• ACTIVITY: Each line of the listing must be set down exactly as it stands.

• STORED DATA:
◇ ◇ ◇ ◇ ◇ ◇ ◇

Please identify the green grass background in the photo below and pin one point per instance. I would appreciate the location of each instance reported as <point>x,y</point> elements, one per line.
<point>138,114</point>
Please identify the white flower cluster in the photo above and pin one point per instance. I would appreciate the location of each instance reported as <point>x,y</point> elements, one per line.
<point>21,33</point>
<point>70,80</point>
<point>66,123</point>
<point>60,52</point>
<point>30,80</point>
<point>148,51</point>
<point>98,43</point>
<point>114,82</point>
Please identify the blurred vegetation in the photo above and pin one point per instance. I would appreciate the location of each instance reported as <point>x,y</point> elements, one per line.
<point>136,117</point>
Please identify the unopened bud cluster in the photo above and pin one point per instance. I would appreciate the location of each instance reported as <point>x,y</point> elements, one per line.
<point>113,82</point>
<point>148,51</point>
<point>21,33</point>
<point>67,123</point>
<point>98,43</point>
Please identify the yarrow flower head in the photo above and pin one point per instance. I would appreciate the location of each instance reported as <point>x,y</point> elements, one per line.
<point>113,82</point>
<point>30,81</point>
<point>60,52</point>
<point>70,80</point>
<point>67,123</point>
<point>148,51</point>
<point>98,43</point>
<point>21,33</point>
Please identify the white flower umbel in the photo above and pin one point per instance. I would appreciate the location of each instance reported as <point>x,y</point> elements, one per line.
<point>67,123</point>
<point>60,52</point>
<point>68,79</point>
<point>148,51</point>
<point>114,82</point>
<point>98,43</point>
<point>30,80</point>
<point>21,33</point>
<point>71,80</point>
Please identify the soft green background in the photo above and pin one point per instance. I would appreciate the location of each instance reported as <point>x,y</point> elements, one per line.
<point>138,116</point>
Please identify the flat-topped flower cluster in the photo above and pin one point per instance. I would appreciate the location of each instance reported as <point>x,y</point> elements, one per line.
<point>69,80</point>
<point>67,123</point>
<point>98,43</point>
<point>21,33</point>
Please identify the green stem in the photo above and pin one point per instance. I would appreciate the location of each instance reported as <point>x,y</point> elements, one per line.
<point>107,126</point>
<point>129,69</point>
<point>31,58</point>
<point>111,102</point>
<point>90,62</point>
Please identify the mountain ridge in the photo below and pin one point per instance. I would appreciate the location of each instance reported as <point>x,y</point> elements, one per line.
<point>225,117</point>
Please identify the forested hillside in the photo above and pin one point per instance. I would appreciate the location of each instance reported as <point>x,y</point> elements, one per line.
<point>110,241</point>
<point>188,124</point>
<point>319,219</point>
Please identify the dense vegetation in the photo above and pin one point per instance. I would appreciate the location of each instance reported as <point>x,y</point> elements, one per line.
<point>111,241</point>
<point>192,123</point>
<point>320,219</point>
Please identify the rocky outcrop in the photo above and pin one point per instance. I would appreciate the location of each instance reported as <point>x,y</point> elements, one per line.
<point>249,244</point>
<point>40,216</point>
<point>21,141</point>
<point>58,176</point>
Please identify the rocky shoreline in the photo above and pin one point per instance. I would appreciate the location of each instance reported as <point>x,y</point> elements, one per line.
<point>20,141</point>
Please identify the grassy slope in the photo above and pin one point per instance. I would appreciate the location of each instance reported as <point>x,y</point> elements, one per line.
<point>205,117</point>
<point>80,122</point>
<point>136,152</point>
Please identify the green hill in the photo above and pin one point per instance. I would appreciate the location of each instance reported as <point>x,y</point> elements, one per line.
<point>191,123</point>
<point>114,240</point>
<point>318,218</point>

◇ ◇ ◇ ◇ ◇ ◇ ◇

• FINAL ANSWER:
Please identify the green grass background in the photo below and pin one point per instance. I would appreciate the location of each instance reported as <point>x,y</point> elements, one per line.
<point>138,114</point>
Please identify the white flower cluster in the photo above and pin one point per instance. I would appreciate the location of each instance reported as <point>x,y</point> elements, one per line.
<point>21,33</point>
<point>70,80</point>
<point>66,123</point>
<point>60,52</point>
<point>30,80</point>
<point>148,51</point>
<point>98,43</point>
<point>114,82</point>
Please identify the blurred vegetation in the photo above and pin one point per instance. I would appreciate the location of each instance reported as <point>x,y</point> elements, one per line.
<point>136,117</point>
Please identify the unopened bud cluster in the photo above and pin one point per instance. I would appreciate the location of each instance reported as <point>x,y</point> elements, one per line.
<point>113,82</point>
<point>148,51</point>
<point>21,33</point>
<point>67,123</point>
<point>98,43</point>
Please identify the yarrow flower head in the photo above and pin one point per instance. I would appreciate the location of each instance reported as <point>x,y</point> elements, one per line.
<point>113,82</point>
<point>30,81</point>
<point>60,52</point>
<point>70,80</point>
<point>67,123</point>
<point>148,51</point>
<point>98,43</point>
<point>21,33</point>
Please identify the white flower umbel in the photo above and pin one point per instance. I would appreciate the location of each instance reported as <point>x,y</point> elements, one per line.
<point>67,123</point>
<point>60,52</point>
<point>68,79</point>
<point>148,51</point>
<point>114,82</point>
<point>98,43</point>
<point>30,80</point>
<point>21,33</point>
<point>71,80</point>
Please identify the soft green background in the photo above and pin one point per instance. I would appreciate the location of each instance reported as <point>x,y</point> elements, one per line.
<point>138,116</point>
Please identify the flat-topped flower cluster in the photo above and pin one point per instance. I would appreciate the location of each instance reported as <point>x,y</point> elements, one per line.
<point>69,80</point>
<point>67,123</point>
<point>98,43</point>
<point>21,33</point>
Please identify the green stem in the photo above and pin one point per instance. I would appreciate the location of each instance reported as <point>x,y</point> elements, one per line.
<point>107,126</point>
<point>129,69</point>
<point>31,58</point>
<point>111,102</point>
<point>90,62</point>
Please identify the mountain ridge in the photo below and pin one point per instance. I would appreciate the location of each instance reported as <point>x,y</point> elements, one per line.
<point>225,117</point>
Please identify the forested hillside in the photo above and pin one point per instance. I would appreciate the location of each instance reported as <point>x,y</point> elements, one per line.
<point>110,241</point>
<point>188,124</point>
<point>319,219</point>
Please identify the dense vegetation in the photo above and pin one point per instance. I would appreciate the location of each instance reported as <point>x,y</point> elements, one per line.
<point>111,241</point>
<point>192,123</point>
<point>320,219</point>
Please identify the rocky outcrop in the photo above and pin one point per instance. I would appreciate the location of each instance reported as <point>x,y</point> elements, one per line.
<point>249,244</point>
<point>40,216</point>
<point>21,141</point>
<point>58,176</point>
Please identify the rocky shoreline in the photo above and pin one point per instance. I would appreciate the location of each instance reported as <point>x,y</point> elements, one per line.
<point>20,141</point>
Please identify the grassy slope in the photo above and pin one point per instance. I would appreciate the location of each instance reported as <point>x,y</point> elements, one per line.
<point>205,117</point>
<point>80,122</point>
<point>136,152</point>
Please identify the green hill in the photo above and pin one point per instance. I would appreciate the location of each instance reported as <point>x,y</point> elements, one per line.
<point>191,123</point>
<point>114,240</point>
<point>318,218</point>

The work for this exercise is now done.